Problem to solve: Rewrite the stretch from the start of the entries through the line that contains "M 9 111 L 23", replacing "green lawn" with "grass field" and changing nothing else. Return only those lines, and leave the pictures out.

▼

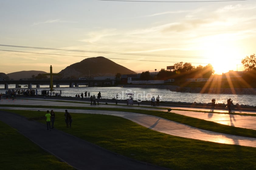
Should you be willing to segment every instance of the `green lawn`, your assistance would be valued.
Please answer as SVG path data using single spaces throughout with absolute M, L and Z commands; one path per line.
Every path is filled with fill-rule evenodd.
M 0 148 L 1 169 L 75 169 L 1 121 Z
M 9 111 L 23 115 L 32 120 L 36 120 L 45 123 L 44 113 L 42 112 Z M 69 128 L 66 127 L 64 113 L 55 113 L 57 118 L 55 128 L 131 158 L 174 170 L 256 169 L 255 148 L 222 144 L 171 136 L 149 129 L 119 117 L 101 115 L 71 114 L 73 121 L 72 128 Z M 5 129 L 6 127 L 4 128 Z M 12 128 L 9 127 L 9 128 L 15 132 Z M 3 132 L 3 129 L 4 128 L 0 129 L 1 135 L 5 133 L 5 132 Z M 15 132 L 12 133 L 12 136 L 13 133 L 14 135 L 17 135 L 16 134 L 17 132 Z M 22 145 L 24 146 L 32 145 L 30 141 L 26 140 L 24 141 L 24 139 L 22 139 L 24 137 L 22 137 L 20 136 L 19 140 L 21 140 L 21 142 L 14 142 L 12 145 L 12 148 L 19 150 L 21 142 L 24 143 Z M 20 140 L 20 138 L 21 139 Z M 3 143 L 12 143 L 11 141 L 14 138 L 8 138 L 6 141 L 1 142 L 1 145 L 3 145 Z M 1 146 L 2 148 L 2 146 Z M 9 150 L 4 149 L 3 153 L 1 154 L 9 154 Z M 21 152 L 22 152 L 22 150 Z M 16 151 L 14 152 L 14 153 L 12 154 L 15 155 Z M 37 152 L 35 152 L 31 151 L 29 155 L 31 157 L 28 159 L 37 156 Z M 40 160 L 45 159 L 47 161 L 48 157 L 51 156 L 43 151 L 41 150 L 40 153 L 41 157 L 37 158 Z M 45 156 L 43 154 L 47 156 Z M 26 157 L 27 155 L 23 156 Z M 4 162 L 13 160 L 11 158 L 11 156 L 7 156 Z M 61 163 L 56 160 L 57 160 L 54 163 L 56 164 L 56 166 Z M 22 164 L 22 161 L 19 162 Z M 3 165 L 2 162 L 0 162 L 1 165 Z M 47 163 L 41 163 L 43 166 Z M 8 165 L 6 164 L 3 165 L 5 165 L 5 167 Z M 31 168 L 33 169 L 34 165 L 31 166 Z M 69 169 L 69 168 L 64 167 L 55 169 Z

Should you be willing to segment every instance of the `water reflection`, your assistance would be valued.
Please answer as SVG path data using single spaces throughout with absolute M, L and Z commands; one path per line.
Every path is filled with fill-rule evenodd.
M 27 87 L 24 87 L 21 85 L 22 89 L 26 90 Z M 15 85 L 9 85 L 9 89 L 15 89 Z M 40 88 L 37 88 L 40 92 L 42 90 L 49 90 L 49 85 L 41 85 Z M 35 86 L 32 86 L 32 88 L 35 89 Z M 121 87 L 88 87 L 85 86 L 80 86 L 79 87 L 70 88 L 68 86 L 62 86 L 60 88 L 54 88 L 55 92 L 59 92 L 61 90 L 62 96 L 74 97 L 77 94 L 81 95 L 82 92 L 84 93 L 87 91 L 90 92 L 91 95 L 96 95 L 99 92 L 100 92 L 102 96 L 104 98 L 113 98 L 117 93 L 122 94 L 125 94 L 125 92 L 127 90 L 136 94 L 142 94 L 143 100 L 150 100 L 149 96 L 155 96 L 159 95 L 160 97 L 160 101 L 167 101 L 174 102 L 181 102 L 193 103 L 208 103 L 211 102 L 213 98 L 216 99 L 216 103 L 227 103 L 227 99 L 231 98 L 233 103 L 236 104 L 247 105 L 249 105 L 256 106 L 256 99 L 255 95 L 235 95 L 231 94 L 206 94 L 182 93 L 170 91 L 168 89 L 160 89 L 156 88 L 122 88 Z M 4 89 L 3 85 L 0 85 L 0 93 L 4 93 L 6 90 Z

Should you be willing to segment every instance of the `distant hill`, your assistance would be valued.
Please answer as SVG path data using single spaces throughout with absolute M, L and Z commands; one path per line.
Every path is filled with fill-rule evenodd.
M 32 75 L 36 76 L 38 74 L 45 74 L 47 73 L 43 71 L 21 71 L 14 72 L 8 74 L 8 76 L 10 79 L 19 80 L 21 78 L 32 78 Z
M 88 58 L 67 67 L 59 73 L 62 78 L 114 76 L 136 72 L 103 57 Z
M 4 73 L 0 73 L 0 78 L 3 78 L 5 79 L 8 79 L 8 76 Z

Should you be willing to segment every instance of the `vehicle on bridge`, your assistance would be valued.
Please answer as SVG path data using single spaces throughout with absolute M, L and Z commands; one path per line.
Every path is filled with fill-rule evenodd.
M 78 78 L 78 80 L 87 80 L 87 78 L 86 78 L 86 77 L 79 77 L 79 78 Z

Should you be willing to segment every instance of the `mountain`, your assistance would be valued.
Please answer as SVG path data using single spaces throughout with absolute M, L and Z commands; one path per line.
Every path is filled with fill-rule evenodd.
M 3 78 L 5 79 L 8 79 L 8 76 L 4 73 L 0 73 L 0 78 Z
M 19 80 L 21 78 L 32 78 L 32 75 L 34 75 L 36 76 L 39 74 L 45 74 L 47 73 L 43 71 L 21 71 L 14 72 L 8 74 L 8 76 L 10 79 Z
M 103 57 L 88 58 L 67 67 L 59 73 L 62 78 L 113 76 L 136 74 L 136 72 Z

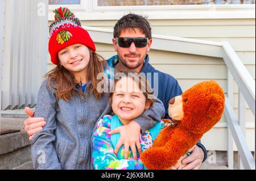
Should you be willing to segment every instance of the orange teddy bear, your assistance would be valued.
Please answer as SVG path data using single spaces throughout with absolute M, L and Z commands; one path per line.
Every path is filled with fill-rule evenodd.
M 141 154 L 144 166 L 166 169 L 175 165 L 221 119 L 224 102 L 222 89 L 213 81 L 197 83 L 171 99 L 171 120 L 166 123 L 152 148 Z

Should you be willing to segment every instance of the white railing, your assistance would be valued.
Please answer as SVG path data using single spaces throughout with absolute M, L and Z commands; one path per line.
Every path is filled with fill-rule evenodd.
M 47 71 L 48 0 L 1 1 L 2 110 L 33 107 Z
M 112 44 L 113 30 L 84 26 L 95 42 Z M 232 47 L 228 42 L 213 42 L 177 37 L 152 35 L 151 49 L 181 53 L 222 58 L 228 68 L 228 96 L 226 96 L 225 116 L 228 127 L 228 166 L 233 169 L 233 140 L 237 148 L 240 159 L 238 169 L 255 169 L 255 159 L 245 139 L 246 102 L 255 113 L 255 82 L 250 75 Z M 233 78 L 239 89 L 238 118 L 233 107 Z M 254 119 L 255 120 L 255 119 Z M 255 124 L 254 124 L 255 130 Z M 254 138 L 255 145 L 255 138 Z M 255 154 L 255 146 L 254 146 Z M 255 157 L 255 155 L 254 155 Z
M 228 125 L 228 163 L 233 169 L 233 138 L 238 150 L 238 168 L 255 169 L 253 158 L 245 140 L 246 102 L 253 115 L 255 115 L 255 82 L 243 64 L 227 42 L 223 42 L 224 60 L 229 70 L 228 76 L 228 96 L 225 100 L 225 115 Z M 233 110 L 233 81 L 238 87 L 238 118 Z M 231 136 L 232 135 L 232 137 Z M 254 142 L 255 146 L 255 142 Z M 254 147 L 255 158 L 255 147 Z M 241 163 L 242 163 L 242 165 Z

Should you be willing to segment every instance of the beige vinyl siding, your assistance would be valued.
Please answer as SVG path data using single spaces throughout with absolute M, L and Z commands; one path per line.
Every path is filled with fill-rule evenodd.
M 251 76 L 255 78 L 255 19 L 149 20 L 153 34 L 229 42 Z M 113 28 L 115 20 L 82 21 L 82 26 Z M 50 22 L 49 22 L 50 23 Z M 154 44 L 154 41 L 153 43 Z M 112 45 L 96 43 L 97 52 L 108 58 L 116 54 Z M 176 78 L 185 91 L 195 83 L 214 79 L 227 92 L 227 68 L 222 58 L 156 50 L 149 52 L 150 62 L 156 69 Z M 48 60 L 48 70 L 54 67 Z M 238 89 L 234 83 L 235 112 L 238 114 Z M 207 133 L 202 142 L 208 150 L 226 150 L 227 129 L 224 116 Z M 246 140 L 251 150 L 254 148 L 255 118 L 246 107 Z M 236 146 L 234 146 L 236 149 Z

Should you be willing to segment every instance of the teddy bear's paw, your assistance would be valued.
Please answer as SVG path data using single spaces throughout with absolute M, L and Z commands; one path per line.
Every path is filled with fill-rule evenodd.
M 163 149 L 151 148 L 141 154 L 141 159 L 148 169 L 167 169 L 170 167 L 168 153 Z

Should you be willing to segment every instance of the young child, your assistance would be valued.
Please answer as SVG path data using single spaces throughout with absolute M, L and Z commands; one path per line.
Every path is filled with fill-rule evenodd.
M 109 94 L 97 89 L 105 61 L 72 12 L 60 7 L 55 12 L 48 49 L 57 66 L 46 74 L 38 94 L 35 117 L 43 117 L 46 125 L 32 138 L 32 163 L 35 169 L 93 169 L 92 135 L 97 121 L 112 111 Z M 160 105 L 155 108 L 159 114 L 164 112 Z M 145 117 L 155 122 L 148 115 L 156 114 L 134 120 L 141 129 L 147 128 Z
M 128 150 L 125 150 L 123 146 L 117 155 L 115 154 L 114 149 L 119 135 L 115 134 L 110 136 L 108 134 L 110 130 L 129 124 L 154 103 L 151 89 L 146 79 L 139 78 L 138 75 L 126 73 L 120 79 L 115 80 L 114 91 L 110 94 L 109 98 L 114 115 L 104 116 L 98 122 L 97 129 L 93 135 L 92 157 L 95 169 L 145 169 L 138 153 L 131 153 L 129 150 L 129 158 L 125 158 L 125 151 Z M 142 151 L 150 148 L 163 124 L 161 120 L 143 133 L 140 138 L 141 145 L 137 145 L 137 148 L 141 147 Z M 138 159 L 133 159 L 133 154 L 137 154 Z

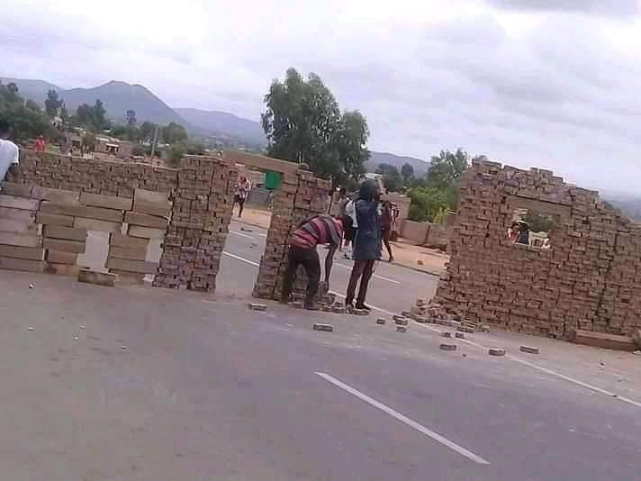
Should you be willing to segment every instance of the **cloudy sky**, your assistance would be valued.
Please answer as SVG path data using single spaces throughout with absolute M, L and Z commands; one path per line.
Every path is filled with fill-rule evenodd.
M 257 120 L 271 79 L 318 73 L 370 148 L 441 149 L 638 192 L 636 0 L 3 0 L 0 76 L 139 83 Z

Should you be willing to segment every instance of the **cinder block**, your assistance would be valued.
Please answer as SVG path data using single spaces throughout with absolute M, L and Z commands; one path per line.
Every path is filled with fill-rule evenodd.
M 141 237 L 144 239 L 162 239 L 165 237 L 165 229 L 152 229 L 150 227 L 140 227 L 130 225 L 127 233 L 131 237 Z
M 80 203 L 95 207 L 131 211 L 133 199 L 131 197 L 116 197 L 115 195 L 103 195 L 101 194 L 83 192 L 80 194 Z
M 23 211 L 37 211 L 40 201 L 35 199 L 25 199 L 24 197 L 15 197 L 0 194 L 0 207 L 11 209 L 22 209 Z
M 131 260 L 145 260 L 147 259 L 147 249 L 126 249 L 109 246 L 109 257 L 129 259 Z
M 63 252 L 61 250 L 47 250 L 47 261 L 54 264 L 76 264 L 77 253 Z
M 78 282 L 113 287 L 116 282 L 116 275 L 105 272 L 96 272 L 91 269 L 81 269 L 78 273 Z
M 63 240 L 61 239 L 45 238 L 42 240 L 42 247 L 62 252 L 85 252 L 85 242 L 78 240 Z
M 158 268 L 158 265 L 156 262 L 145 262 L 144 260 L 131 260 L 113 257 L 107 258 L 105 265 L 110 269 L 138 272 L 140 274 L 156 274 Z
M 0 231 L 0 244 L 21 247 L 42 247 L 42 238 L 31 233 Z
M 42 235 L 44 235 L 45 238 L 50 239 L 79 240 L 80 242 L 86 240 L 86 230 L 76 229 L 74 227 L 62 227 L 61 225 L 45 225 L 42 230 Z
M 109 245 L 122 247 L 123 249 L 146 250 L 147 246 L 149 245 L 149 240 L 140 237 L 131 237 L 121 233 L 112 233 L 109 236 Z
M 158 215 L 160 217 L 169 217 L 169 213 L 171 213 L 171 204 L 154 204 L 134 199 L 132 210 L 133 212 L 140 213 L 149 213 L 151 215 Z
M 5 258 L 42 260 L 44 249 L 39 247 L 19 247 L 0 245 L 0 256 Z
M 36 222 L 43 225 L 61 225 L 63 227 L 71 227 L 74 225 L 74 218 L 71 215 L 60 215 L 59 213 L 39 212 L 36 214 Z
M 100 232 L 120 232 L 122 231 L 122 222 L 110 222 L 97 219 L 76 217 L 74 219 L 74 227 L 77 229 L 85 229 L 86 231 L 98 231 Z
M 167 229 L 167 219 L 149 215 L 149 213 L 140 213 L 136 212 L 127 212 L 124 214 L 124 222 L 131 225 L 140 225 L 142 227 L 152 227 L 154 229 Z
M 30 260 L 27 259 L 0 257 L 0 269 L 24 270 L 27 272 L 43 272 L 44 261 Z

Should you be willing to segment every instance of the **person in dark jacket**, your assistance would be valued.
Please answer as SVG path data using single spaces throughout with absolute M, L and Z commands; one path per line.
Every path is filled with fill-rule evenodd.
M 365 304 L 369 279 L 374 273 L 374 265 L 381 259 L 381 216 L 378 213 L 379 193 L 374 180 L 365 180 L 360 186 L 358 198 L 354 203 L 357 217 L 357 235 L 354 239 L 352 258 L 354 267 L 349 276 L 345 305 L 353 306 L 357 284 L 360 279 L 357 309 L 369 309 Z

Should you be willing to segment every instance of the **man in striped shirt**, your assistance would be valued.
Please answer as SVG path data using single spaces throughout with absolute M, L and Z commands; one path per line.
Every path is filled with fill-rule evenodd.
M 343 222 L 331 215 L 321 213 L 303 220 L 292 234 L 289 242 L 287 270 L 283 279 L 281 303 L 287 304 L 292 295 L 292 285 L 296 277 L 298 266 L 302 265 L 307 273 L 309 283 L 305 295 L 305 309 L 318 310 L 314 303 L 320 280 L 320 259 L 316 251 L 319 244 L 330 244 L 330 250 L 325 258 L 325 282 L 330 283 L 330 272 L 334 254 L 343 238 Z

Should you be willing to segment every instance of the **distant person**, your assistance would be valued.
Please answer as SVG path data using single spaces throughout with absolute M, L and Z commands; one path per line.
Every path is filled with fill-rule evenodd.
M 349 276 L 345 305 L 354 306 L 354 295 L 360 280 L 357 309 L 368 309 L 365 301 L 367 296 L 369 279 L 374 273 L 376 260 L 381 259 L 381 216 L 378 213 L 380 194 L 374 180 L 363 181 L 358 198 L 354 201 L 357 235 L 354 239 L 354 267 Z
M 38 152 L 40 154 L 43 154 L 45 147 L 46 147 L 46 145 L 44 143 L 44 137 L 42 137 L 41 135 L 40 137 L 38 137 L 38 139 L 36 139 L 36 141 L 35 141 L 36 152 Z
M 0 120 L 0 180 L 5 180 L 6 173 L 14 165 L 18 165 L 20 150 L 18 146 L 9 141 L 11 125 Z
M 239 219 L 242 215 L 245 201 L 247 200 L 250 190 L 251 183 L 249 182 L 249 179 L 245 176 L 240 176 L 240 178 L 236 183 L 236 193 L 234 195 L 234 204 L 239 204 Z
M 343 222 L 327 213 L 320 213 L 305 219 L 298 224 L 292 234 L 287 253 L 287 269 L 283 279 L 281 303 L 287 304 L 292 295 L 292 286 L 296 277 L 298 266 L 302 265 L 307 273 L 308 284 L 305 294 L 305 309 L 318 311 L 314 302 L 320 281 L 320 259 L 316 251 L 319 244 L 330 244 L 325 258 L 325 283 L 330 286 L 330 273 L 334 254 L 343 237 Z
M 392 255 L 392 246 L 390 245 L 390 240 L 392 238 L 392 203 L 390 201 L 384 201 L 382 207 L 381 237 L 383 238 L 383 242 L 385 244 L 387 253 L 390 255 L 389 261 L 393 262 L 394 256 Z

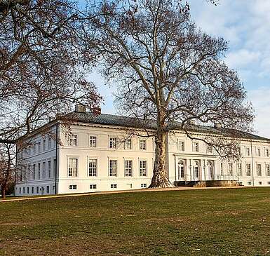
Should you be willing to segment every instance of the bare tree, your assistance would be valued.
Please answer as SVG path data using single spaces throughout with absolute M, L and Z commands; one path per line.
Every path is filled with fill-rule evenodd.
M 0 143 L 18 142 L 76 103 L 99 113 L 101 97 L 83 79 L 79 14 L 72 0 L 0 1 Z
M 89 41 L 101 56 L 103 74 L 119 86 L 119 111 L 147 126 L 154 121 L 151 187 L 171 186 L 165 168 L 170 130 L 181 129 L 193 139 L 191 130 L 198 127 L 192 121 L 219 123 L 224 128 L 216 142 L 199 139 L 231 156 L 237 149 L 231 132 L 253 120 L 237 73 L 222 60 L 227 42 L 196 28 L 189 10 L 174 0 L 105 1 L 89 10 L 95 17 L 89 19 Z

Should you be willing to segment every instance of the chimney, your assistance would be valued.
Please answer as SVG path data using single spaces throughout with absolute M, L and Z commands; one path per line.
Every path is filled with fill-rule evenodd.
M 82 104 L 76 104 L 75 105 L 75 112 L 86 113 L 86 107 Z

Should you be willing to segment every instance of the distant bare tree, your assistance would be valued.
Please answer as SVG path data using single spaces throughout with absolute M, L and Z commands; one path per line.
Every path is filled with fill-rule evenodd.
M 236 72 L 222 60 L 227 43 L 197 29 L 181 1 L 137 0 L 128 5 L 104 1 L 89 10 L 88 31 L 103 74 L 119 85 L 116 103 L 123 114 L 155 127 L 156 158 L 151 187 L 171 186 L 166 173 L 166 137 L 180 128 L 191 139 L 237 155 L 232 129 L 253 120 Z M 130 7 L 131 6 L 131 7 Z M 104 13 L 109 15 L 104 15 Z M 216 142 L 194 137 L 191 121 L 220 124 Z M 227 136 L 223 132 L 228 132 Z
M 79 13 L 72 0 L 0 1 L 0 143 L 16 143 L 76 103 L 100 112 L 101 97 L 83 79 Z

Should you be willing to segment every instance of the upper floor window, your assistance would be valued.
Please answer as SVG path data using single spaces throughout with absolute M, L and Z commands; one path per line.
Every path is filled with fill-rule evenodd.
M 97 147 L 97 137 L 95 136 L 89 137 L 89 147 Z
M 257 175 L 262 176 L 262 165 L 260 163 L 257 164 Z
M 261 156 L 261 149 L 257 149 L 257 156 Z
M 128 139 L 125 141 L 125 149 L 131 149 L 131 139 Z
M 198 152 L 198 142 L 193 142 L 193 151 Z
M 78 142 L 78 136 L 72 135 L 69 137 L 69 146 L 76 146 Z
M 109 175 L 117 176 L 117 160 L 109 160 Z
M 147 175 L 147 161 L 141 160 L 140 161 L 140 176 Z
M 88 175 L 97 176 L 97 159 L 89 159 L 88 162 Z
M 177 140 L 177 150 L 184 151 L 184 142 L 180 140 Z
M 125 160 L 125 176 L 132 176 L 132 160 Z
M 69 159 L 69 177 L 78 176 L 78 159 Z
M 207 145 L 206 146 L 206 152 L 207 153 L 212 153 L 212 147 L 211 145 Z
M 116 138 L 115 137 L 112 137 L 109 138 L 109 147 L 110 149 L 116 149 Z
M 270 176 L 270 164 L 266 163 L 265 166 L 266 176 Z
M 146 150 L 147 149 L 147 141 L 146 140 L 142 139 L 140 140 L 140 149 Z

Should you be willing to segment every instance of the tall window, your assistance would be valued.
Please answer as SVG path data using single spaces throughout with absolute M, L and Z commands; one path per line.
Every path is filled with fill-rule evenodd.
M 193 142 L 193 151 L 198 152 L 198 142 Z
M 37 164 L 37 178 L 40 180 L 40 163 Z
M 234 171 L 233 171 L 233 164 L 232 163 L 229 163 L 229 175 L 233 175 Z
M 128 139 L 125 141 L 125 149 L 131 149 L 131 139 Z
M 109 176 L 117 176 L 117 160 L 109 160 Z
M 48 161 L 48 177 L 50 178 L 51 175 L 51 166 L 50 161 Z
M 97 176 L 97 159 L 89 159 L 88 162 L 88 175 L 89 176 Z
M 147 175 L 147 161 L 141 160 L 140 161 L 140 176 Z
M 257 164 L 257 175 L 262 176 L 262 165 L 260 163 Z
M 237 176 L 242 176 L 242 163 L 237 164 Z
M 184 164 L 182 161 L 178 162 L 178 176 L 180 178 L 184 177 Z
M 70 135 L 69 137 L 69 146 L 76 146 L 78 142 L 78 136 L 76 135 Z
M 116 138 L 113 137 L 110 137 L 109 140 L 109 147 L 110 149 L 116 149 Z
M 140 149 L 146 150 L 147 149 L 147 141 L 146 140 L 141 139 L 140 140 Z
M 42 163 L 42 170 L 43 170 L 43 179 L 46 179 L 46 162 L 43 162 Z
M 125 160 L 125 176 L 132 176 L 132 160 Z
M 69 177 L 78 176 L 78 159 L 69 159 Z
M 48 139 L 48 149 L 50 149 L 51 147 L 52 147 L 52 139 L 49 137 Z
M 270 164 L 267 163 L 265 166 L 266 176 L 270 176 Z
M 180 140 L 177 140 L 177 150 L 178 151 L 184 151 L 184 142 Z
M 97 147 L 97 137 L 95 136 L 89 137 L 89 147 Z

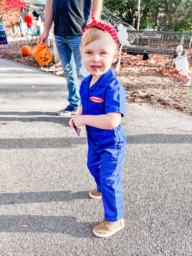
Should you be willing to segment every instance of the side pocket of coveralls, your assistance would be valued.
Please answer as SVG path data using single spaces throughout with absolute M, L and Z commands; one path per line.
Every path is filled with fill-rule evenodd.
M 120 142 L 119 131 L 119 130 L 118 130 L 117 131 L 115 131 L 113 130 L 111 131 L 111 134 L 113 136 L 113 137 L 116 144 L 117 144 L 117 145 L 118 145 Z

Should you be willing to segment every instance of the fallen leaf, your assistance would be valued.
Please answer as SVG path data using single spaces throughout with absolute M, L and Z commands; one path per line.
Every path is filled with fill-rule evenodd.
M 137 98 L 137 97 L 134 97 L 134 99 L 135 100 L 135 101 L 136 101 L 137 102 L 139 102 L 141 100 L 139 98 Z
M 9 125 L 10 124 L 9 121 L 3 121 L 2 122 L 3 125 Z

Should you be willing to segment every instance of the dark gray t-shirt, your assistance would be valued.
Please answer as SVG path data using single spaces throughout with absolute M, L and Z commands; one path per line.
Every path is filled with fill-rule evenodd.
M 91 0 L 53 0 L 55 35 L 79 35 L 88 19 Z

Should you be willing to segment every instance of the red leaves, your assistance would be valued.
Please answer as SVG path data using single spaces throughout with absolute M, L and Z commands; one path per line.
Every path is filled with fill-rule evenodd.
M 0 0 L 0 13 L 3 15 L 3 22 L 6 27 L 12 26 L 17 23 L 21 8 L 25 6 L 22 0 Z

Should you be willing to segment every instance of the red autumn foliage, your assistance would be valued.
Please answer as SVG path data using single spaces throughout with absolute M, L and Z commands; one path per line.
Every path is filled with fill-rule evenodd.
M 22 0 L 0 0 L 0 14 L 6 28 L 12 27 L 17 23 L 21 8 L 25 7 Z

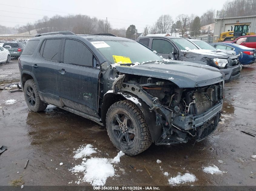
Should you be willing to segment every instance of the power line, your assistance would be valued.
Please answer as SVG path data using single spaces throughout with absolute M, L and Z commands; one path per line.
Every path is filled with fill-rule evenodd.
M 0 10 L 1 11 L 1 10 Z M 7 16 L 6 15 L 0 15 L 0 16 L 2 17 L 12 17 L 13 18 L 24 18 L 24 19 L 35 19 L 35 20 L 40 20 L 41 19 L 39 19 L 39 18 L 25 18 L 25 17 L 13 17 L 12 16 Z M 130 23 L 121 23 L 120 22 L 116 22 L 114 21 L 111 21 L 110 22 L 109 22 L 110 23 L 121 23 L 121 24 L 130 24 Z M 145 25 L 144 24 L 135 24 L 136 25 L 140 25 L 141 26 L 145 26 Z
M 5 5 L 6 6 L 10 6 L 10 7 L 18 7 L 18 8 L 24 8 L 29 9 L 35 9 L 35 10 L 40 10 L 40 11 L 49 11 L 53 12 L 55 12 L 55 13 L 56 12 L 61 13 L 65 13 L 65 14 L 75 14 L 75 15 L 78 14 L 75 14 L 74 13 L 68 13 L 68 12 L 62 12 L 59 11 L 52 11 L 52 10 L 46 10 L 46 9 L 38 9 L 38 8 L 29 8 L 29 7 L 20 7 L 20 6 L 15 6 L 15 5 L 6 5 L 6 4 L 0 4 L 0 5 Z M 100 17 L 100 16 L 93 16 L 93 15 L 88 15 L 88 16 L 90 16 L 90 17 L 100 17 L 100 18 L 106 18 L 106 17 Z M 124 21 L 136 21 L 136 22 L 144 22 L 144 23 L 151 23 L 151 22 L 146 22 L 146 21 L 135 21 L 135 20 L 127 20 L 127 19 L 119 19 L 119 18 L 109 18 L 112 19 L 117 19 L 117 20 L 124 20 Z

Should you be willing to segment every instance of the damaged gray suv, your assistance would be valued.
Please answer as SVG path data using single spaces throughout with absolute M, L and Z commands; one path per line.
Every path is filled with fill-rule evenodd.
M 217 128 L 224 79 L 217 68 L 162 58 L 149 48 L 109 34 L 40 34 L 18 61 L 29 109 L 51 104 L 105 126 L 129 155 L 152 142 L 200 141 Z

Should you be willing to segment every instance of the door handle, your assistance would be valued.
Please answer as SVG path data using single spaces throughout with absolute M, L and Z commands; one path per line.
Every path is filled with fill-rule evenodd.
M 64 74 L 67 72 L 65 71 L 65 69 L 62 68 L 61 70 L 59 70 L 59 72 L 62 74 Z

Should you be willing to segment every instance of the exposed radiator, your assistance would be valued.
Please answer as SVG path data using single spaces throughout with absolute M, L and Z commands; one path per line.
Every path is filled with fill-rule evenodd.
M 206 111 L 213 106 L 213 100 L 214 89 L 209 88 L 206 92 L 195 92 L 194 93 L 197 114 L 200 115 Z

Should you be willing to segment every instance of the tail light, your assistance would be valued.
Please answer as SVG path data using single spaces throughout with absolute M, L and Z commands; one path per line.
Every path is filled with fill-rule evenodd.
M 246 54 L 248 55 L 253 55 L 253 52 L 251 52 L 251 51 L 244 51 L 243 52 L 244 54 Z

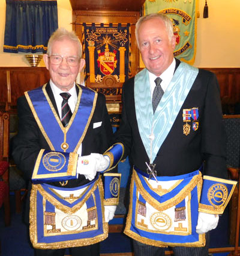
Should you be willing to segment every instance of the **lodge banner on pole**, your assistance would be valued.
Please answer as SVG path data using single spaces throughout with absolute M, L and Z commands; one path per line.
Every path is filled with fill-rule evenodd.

▲

Full output:
Should you be willing to segment every instance of the `grass field`, your assistance would be valued.
Please answer as SVG path data using single spaces throughout with absolute M, L and Z commands; one path per line.
Every path is filled with fill-rule evenodd.
M 0 148 L 1 169 L 75 169 L 1 121 Z
M 9 111 L 23 115 L 32 120 L 36 120 L 45 123 L 44 113 L 42 112 Z M 69 128 L 66 127 L 64 113 L 55 113 L 57 118 L 55 128 L 131 158 L 174 170 L 256 169 L 255 148 L 222 144 L 171 136 L 149 129 L 119 117 L 101 115 L 71 114 L 73 121 L 72 128 Z M 5 129 L 6 127 L 4 128 Z M 12 128 L 9 127 L 9 128 L 15 132 Z M 3 132 L 3 129 L 4 128 L 0 129 L 1 135 L 5 133 L 5 132 Z M 15 132 L 12 133 L 12 136 L 13 133 L 14 135 L 17 135 L 16 134 L 17 132 Z M 22 145 L 24 146 L 32 145 L 30 141 L 26 140 L 24 141 L 24 139 L 22 139 L 24 137 L 22 137 L 20 136 L 19 140 L 21 140 L 21 142 L 14 142 L 12 145 L 12 148 L 19 150 L 21 142 L 24 143 Z M 20 140 L 20 138 L 21 139 Z M 3 143 L 12 143 L 11 141 L 14 138 L 8 138 L 6 141 L 1 142 L 1 145 L 3 145 Z M 1 146 L 2 148 L 2 146 Z M 9 150 L 4 149 L 3 153 L 1 154 L 9 154 Z M 21 152 L 22 152 L 22 150 Z M 16 151 L 14 152 L 14 153 L 12 154 L 15 155 Z M 37 152 L 35 152 L 31 151 L 29 155 L 31 157 L 28 159 L 37 156 Z M 40 160 L 45 159 L 47 161 L 48 157 L 51 156 L 43 151 L 41 150 L 40 153 L 41 157 L 37 158 Z M 45 156 L 43 154 L 47 156 Z M 26 157 L 27 155 L 23 156 Z M 4 162 L 13 160 L 11 158 L 11 156 L 7 156 Z M 61 163 L 56 160 L 57 160 L 54 163 L 56 164 L 56 166 Z M 22 164 L 22 161 L 19 162 Z M 3 165 L 2 162 L 0 162 L 1 165 Z M 47 163 L 41 163 L 43 166 Z M 8 165 L 6 164 L 3 165 L 5 165 L 5 167 Z M 31 168 L 33 169 L 34 165 L 31 166 Z M 69 169 L 69 168 L 64 167 L 55 169 Z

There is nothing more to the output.